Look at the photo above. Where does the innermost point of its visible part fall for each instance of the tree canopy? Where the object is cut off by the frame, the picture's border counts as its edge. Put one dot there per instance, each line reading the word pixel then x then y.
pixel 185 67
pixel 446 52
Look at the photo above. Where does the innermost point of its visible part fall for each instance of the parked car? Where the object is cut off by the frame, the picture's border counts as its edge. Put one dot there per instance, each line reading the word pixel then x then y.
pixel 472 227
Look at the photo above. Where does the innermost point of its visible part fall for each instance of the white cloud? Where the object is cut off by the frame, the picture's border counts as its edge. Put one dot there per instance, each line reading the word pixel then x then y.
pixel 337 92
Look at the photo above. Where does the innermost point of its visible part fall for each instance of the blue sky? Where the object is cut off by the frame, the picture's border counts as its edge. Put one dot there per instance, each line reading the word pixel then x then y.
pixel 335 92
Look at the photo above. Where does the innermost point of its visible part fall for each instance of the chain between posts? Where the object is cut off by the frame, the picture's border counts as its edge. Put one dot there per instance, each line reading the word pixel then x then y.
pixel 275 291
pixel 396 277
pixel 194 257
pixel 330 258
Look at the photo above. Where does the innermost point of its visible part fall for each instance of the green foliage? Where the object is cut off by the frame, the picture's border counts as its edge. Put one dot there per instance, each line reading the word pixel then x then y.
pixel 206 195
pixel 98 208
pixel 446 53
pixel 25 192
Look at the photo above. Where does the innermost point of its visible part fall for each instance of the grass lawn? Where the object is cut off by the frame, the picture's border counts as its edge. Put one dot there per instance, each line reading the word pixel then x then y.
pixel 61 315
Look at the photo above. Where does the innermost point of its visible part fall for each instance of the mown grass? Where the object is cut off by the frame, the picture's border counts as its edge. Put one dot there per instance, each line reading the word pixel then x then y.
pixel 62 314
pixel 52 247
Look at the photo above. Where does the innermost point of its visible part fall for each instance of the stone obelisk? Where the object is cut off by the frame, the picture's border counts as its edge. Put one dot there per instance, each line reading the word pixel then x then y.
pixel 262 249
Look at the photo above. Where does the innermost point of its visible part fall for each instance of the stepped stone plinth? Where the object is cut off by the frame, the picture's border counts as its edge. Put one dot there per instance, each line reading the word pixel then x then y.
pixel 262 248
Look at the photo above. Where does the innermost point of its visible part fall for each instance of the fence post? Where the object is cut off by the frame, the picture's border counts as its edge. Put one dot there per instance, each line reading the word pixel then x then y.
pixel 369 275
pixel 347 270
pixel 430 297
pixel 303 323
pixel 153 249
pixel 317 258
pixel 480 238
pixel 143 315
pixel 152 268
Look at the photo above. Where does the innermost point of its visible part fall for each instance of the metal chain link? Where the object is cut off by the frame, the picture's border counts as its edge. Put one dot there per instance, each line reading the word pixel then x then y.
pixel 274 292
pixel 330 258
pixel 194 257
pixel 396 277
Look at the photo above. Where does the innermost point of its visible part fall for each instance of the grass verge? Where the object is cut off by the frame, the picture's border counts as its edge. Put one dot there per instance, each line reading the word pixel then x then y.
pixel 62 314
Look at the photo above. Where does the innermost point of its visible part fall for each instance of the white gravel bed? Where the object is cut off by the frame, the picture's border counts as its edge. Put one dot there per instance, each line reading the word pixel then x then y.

TASK BRIEF = All of the entries, from the first line to the last, should be duplicated exactly.

COMPLETED EXERCISE =
Look at the photo above. Where does the innermost point of its visible part fall for each instance of the tree canopy? Where the object is cut off by the frame, the picture's border counts as its edge. Put one dot there per instance, each line reading the word pixel then x then y.
pixel 185 67
pixel 446 52
Look at the photo above. Where does the innermost point of its visible part fall for each instance of the parked car? Where the object is cut off by the frame, the picture's border counts as its edge. Put one dot there per instance, each line reading the word pixel then x then y.
pixel 472 227
Look at the photo above. Where does the innermost point of its visible part fall for each instance of the white cloud? Where the object is cut off by the frame, the picture's border counts as its edge. Put one dot there per instance, each line reading the word pixel then x then y.
pixel 337 92
Look at the photo above. Where does the innermost point of its visible part fall for each instance of the blue sky? Where the object is cut off by the frame, the picture's border counts as its edge. Put one dot there per instance, each line reading the word pixel then x then y.
pixel 335 92
Look at the photo above. Where does the innermost point of its visible part fall for each instance of the chain between posts? Where the object is cut off by the frame, the picture's border counts as its edge. Put one dot there per instance, each line reading the word pixel then x then y.
pixel 275 291
pixel 396 277
pixel 194 257
pixel 330 258
Look at the photo above. Where does the innermost point of its visible part fall for each instance of the green foliage? Where the object is cut off by the frame, the picture's border counts as its edge. Put one dot there per instance, each line reading the word pixel then x then y.
pixel 206 195
pixel 98 208
pixel 446 53
pixel 25 192
Look at the photo above. Where does the innermost point of its visible part fall for each instance of the grass lawn? Where the object is cut off by the frame, the picture's border counts as its edge. Put one dot there per instance, each line reading the word pixel then x then y.
pixel 61 315
Look at the photo above. Where does the innermost point of its visible part fall for each instance of the mown grass? Where the object is cut off by the frame, the picture's border counts as its edge. Put one dot there per instance, each line reading the word pixel then x then y.
pixel 62 314
pixel 52 247
Look at the photo above. Where does the innermost point of its visible part fall for each instance of the stone obelisk? Where the object is cut off by the frame, the picture's border counts as its edge. Put one dot there per instance, each line reading the word pixel then x then y.
pixel 262 249
Look at the photo above. Where does the innermost point of its visible part fall for each instance of the stepped stone plinth? Where the object is cut off by the frame, the picture's border counts as its edge. Put one dot there per instance, each line reading the word pixel then x then y.
pixel 262 248
Look at the photo above. Where does the innermost point of its visible part fall for each instance of the fence post? Where the object is cut off by the frame, the picture's border counts as its edge. Put one dot there per instance, each line reading the word pixel then x then y.
pixel 369 275
pixel 347 270
pixel 430 297
pixel 303 323
pixel 153 249
pixel 317 258
pixel 480 238
pixel 143 315
pixel 152 268
Look at the photo above. Where does the innermost point of its visible part fall for each instance of the metal chain link? Where the object is cut off by the frame, the picture's border counts as its edge. Put one dot there per instance, each line reading the word pixel then x then y.
pixel 274 292
pixel 330 258
pixel 194 257
pixel 396 277
Look at the photo above. Where does the innermost point of its visible part fall for each instance of the grass verge? Where the object is cut off by the frame, the picture's border counts as its edge. Put one dot there per instance, each line reading the word pixel then x then y.
pixel 62 314
Look at the photo above. Where does the innermost point of its visible part fall for each instance of the white gravel bed? Where the object is cut off by the frame, the picture's border counts as its edge. Put one dot there per instance, each line reading the word pixel then x then y.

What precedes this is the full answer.